• _AIM 1_
Set down the stretch of the court opinion from "Application by plaintiff" through "plaintiff is denied.", word for word.
• _AIM 2_
Count the lines of the entries that contain the string "fixture", matching case, and give only the number.

--- SOURCE EXTRACT ---

Supreme Court of the State of New York, Nassau County
Jun 9, 2009
2009 N.Y. Slip Op. 31342 (N.Y. Sup. Ct. 2009)

Opinion

07-11333.

June 9, 2009.


The following papers read on this motion:

Notice of Motion/Order to Show Cause.........X Cross-Motion.................................X Answering Affidavits.........................X Replying Affidavits..........................X

Application by plaintiff pursuant to CPLR 6311 for a preliminary injunction enjoining defendants from removing or transferring funds received from plaintiff as and for a security deposit and the imposition of a constructive trust for the benefit of plaintiff is denied.

Cross motion by defendants to dismiss the complaint pursuant to CPLR 3211(a)(1) and (a)(7) is granted to the extent that the first, second, third, fifth, sixth and ninth causes of action of the complaint are hereby dismissed. The fourth, seventh and eighth causes of action continue.

That branch of defendants' cross motion which seeks to disqualify George M. Gavalas, P.C., as counsel for plaintiff based on the advocate witness rule is denied as moot. Plaintiff is now represented by Richard L. Farley of the law firm of Farley Kessler, P.C.

BACKGROUND

In this action plaintiff seeks to recover a security deposit in the amount of $135,000 given to defendants in connection with the execution of a lease agreement for rental of ground floor space and basement premises located in a condominium building known as 715 9th Avenue, New York, New York, owned by defendant Mordred Realty Corp.

Although referenced in the parties' papers, neither party has included a copy of the lease with his/their submissions in connection with their motion and cross motion.

The complaint asserts nine causes of action alleging fraudulent inducement (first cause of action), conversion (second cause of action), unjust enrichment (seventh and eighth causes of action), and negligent misrepresentation (ninth cause of action) on the basis of which plaintiff seeks to pierce the corporate veil (third cause of action) and a permanent injunction (fourth cause of action). The fifth and sixth causes of action allege malicious/wanton conduct for which plaintiff seeks punitive damages.

--- EXCERPTED RECORDS ---

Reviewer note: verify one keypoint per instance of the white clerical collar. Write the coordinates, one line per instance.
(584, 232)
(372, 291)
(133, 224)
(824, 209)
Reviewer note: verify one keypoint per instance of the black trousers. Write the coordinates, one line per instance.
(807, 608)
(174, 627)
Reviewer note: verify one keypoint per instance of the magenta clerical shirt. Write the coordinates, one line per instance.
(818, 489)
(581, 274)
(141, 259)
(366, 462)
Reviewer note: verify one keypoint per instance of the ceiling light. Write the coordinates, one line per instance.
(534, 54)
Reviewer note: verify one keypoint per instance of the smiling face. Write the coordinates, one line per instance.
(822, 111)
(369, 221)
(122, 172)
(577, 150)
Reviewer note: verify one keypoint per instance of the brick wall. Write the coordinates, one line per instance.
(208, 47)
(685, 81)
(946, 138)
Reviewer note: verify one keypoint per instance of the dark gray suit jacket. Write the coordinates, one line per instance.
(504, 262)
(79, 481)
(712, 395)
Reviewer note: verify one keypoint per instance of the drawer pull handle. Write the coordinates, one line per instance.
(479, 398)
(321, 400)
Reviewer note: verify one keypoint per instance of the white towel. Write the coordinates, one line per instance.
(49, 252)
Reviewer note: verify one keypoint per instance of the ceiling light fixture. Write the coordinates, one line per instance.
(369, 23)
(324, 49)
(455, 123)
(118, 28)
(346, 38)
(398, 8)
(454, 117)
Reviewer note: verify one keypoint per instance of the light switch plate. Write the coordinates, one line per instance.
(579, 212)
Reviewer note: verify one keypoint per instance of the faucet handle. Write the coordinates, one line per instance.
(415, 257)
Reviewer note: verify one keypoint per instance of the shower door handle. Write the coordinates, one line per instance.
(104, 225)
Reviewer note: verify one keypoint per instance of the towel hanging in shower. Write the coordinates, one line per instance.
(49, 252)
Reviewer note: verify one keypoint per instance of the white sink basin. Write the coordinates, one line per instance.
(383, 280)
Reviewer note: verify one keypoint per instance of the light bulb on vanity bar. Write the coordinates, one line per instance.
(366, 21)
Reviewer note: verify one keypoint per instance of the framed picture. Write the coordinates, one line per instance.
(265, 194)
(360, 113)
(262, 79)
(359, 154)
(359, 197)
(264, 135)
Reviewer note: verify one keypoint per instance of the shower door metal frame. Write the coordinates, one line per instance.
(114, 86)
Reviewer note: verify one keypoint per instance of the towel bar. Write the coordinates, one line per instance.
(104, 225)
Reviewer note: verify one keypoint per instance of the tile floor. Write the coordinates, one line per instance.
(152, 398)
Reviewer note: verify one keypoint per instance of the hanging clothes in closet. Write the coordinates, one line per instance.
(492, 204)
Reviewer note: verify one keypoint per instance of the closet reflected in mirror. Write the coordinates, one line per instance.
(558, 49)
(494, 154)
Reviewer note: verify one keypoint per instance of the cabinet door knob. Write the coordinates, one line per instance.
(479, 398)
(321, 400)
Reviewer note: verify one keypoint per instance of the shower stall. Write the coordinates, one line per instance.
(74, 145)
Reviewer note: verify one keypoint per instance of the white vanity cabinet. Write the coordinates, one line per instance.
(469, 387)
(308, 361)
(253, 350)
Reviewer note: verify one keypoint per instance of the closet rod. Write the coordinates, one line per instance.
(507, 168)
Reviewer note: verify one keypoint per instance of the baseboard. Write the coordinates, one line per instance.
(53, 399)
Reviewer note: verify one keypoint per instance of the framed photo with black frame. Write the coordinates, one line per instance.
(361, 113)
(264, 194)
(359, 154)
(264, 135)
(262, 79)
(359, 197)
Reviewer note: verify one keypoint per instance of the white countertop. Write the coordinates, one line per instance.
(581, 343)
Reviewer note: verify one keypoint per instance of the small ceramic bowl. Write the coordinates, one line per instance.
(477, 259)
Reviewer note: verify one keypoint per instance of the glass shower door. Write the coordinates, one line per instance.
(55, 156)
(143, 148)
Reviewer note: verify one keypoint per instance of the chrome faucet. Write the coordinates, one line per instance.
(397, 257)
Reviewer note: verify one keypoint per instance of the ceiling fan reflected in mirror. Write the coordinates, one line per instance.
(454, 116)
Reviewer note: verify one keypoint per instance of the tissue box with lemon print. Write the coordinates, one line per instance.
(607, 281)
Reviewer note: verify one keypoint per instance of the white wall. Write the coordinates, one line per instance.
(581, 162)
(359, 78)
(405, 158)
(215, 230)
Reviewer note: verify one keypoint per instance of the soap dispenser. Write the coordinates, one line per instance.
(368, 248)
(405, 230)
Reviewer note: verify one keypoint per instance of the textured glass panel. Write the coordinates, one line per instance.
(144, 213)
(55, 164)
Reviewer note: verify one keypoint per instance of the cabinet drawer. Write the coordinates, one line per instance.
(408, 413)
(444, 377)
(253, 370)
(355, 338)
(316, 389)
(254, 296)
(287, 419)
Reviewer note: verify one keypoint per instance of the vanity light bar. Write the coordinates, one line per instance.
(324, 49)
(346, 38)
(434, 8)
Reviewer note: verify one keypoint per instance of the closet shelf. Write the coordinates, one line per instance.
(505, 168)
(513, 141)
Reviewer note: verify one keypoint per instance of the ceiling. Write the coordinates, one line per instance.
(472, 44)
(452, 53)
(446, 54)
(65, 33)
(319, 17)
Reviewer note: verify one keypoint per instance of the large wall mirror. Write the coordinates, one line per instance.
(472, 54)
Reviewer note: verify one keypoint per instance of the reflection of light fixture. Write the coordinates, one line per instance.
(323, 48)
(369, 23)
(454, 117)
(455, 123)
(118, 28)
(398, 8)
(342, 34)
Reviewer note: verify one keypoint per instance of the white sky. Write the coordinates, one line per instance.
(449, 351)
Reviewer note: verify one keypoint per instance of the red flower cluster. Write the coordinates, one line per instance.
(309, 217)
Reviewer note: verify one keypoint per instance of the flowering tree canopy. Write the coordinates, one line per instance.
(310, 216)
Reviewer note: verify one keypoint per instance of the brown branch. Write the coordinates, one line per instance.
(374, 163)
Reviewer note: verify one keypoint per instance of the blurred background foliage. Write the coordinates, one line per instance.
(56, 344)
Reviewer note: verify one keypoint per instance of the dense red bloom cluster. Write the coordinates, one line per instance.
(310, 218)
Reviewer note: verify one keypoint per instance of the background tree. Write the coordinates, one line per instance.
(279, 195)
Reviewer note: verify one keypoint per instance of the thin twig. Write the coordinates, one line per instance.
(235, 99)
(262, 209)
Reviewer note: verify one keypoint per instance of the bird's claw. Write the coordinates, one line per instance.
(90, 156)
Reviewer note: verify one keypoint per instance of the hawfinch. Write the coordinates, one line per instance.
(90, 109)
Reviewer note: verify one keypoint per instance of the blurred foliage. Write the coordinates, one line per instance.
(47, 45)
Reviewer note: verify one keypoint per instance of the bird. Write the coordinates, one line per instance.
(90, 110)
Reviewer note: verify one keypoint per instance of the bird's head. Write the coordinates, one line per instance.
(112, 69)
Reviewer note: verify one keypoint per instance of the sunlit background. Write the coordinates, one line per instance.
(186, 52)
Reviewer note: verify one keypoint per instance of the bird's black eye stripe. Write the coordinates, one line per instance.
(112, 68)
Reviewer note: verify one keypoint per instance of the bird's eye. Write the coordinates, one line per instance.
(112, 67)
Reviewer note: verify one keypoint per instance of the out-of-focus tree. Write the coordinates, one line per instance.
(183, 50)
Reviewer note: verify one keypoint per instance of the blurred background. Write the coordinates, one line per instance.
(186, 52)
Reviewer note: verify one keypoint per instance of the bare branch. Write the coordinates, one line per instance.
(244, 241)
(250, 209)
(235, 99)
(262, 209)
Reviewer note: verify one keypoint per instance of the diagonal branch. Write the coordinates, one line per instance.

---

• _CORRECT OUTPUT 1_
Application by plaintiff pursuant to CPLR 6311 for a preliminary injunction enjoining defendants from removing or transferring funds received from plaintiff as and for a security deposit and the imposition of a constructive trust for the benefit of plaintiff is denied.

• _CORRECT OUTPUT 2_
2